### Task description
Copy the data that follows, character for character, minus the pictures.

A run of records:

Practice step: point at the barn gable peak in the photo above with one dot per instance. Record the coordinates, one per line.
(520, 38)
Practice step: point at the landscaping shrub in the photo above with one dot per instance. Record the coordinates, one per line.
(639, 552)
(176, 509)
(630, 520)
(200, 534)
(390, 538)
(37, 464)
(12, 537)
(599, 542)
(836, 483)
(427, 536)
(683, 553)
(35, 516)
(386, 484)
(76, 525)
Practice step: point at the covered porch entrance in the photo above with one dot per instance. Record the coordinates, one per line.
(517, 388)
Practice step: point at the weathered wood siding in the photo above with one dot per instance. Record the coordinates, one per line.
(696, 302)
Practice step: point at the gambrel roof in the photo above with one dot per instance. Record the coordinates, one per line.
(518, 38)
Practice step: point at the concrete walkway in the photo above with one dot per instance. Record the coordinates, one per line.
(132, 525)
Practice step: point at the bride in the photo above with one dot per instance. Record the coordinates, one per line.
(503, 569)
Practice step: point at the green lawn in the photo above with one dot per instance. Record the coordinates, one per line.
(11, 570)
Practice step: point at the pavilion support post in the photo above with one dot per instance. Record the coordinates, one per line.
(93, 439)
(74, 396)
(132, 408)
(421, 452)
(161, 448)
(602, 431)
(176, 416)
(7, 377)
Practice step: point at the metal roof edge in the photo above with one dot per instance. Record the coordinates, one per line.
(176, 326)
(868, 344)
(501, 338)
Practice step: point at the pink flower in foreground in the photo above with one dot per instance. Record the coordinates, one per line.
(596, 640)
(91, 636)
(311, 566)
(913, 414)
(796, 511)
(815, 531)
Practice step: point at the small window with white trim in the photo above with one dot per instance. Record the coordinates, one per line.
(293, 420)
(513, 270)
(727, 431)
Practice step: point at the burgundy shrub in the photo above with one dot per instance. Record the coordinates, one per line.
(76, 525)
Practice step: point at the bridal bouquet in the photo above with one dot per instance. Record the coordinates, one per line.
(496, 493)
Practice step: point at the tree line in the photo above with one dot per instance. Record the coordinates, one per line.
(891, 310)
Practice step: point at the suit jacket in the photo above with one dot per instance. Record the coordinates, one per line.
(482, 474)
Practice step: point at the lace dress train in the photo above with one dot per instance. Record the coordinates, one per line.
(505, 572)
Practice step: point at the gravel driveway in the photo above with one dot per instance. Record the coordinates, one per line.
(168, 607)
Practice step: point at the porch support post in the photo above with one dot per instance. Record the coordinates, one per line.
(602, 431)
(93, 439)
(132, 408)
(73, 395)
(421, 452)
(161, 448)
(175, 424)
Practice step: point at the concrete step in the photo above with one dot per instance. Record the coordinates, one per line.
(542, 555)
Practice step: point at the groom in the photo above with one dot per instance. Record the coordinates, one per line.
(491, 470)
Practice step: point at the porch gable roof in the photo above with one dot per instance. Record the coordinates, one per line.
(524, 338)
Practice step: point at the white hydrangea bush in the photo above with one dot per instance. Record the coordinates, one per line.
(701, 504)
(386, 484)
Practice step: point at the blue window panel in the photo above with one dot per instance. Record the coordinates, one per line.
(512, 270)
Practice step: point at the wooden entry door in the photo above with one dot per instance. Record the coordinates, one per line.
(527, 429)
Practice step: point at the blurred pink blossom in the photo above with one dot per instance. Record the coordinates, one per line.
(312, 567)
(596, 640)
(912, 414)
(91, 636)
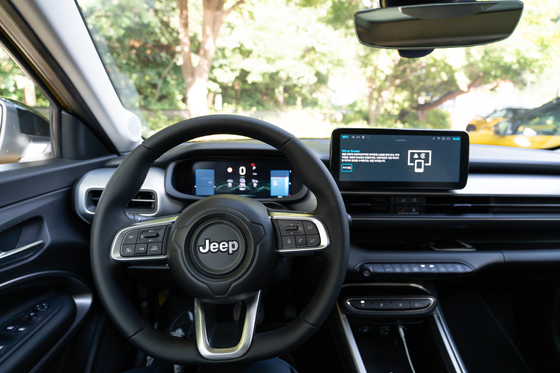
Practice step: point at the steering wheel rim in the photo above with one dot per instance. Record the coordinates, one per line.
(111, 216)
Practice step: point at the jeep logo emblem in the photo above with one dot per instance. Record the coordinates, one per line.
(214, 246)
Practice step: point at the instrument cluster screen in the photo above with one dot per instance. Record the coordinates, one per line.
(254, 179)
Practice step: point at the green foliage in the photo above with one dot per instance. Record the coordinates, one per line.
(13, 80)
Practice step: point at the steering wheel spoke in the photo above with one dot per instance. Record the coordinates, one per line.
(299, 233)
(143, 241)
(209, 332)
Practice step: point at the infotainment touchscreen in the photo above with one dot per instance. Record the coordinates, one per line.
(399, 158)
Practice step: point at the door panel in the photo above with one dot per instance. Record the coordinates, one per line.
(36, 213)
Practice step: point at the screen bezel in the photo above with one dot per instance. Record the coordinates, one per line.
(369, 185)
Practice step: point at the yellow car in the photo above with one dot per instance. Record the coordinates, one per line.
(537, 129)
(488, 121)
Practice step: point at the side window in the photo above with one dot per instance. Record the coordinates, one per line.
(545, 122)
(25, 133)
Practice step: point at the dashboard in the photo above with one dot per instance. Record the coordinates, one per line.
(507, 213)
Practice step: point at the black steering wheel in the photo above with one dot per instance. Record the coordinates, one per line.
(220, 249)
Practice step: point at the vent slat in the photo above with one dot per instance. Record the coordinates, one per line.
(144, 202)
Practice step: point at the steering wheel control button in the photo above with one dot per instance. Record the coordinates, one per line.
(151, 235)
(301, 241)
(400, 304)
(310, 227)
(127, 250)
(218, 248)
(130, 237)
(380, 304)
(361, 304)
(41, 307)
(290, 227)
(419, 304)
(141, 249)
(10, 328)
(288, 242)
(313, 240)
(154, 249)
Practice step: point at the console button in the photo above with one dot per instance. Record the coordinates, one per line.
(459, 268)
(361, 304)
(141, 249)
(310, 227)
(127, 250)
(288, 242)
(10, 328)
(380, 304)
(313, 240)
(301, 241)
(154, 249)
(290, 227)
(388, 268)
(400, 304)
(450, 268)
(29, 317)
(130, 237)
(41, 307)
(402, 200)
(417, 304)
(378, 268)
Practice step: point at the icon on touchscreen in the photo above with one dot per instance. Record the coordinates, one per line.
(419, 159)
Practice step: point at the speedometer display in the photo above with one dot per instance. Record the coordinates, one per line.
(255, 179)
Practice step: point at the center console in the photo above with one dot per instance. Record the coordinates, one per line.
(393, 327)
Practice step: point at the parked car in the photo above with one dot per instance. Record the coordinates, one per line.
(536, 129)
(487, 121)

### The solution
Practice step: point at the barn gable peak in the photo above with one dot per instance. Record the coordinates, one per line.
(520, 38)
Practice step: point at the landscaping shrub in the photo above with one dot per instance. Record the coordinates, one per line.
(639, 552)
(176, 509)
(630, 520)
(200, 534)
(390, 538)
(37, 464)
(12, 537)
(599, 542)
(836, 483)
(427, 536)
(683, 553)
(35, 516)
(386, 484)
(76, 525)
Practice step: point at the covered porch entrance in the photo above with one dot per instance. Record the coordinates, one per line.
(517, 388)
Practice step: point at the weathered wood siding in the photo above with one dot per instance. Record the coordinates, one per line.
(696, 302)
Practice step: point at the gambrel roof in the photo above with one dot per instance. Record the coordinates, one per line.
(518, 38)
Practice step: point at the concrete walkway in the photo above with one dot per instance. Record the coordinates, one per line.
(132, 525)
Practice step: point at the bride in the photo above with one dot per instance. Record the coordinates, one per line.
(503, 569)
Practice step: point at the green lawn in the photo above with one dot per instance. Record the coordinates, one per line.
(11, 570)
Practice step: point at the pavilion support post in the photo above with one dot per instance. Record the coordinates, one per line.
(93, 439)
(74, 396)
(132, 408)
(421, 452)
(161, 448)
(602, 431)
(176, 416)
(7, 377)
Practice step: point at the metal roof edge in the photo above with one dot per instance. Record the coordinates, one per line.
(176, 326)
(868, 344)
(501, 338)
Practice step: point at the pink flower in foreground in the photo above with one dot per instance. Record the coordinates, one per line.
(596, 640)
(91, 636)
(311, 566)
(913, 414)
(796, 511)
(815, 531)
Practice step: point at the small window with white trim in the photo above with one dot per instance. Record the coordinates, one per line.
(293, 420)
(513, 270)
(727, 431)
Practice step: point at the burgundy shrub in the photo above with one dot per instance. Record the coordinates, one per line.
(76, 525)
Practice step: point at the bridal bouquet in the photo above with one dot per instance. Record the coordinates, one per line.
(496, 493)
Practice step: point at the tree line in the photo above with one dot per instance. Record the coordinates, one per line.
(891, 310)
Practice step: point at the suit jacket in the photo above with one dot per instance. Record the coordinates, one per line.
(482, 474)
Practice step: point at the lace dress train in the photo above with one dot per instance. Record the coordinates, one per line.
(505, 572)
Practice step: point at the gravel driveway in the photo above with one dot per instance. Record the coordinates, one per line.
(168, 607)
Practice step: point at the porch support post in the photo above with one dot per instance. Record the coordinates, one per line.
(602, 431)
(93, 439)
(132, 408)
(73, 395)
(421, 452)
(161, 448)
(175, 424)
Practice step: point at the concrete step in the photo above with one dot per instance. Record the coordinates, one per line.
(542, 555)
Practice step: point at the groom in the photo above with one dot per instance. Record the coordinates, one per line.
(491, 470)
Practice step: point at the porch gable roof in the photo above with one dot per instance. Record the coordinates, one per line.
(524, 338)
Practice step: point at the white hydrangea bush in the photo above with one dot per instance. Record the coordinates, one per line.
(701, 504)
(386, 484)
Practice step: point at the blue window panel in the photo above with one dot per instance. Record the coordinates, one per line.
(512, 270)
Practice step: point at the wooden entry door in the photo above with one dot per instance. Record the coordinates, one per line.
(527, 429)
Practice step: point at the blurred pink blossom in the photo above with one dot per instance. Record the coordinates, one per line.
(312, 567)
(596, 640)
(912, 414)
(91, 636)
Practice step: point at the steering wheel rim in the photo above with one dot per instance. Record the coordinates, one per line.
(111, 216)
Practice step: point at the jeep logo emblem in the photo above with one dot per instance. Record the coordinates, one per line.
(214, 246)
Practice step: point at the instrument cluster screen in the photo above with one dot per instance. Record the coordinates, one per line.
(254, 179)
Practice step: point at the green foliage in the photo above with one dot per instance. Record the coordinates, one per line.
(13, 80)
Practice step: point at the steering wheel spoke in the photo above with one dot per instance. Record the coordinates, one per line.
(299, 233)
(143, 241)
(209, 332)
Practice step: point at the infotainment touchscreen in the photo above with one dot per instance. Record the coordinates, one per line.
(399, 158)
Practice step: point at the door panel in the photo above with one dot per instance. Record the coordinates, one per line.
(36, 213)
Practice step: point at the screen bezel in the photo above with one dot per instance. Record the coordinates, one per line.
(369, 185)
Practice step: point at the yellow car in the photo above with one dot per instance. Record the coordinates, one per line.
(537, 129)
(488, 121)
Practice step: point at the side window in the photo above with one dot per instance. Record the coordinates, one per line.
(545, 122)
(25, 133)
Practice step: point at the dashboard in the photo above with one dot per instance. Record the coordinates, one per line.
(507, 213)
Practice step: point at the black steering wheel in the photo above with one dot per instance. Record the coordinates, one per line.
(220, 249)
Practice step: point at the vent slat in the photo above with one dot per instance. Record the coordinates, one per line.
(144, 202)
Practice step: point at the steering wheel control button in the photo above with one dot per instance. Record the coordinates, one per line.
(151, 235)
(301, 241)
(400, 304)
(310, 227)
(127, 250)
(218, 248)
(130, 237)
(380, 304)
(361, 304)
(41, 307)
(290, 227)
(419, 304)
(141, 249)
(10, 328)
(288, 242)
(313, 240)
(154, 249)
Practice step: point at the console button in the photo above with one dot per instance. Record the coordinates, one per line.
(459, 268)
(361, 304)
(141, 249)
(310, 227)
(127, 250)
(288, 242)
(10, 328)
(380, 304)
(313, 240)
(301, 241)
(154, 249)
(290, 227)
(388, 268)
(400, 304)
(450, 268)
(29, 317)
(130, 237)
(41, 307)
(402, 200)
(417, 304)
(378, 268)
Practice step: point at the icon on touchscreen in the photo above with one dot per instance. Record the coordinates, one per line.
(419, 159)
Practice step: point at the speedometer display in the photo above with one dot per instance. Record the coordinates, one per line.
(255, 179)
Practice step: point at the center console in the photo above with one dot per instance. Record the coordinates, one per line.
(393, 327)
Practice step: point at the parked car in the photo above with one dot per instance. Record the coordinates, one per line.
(536, 129)
(487, 121)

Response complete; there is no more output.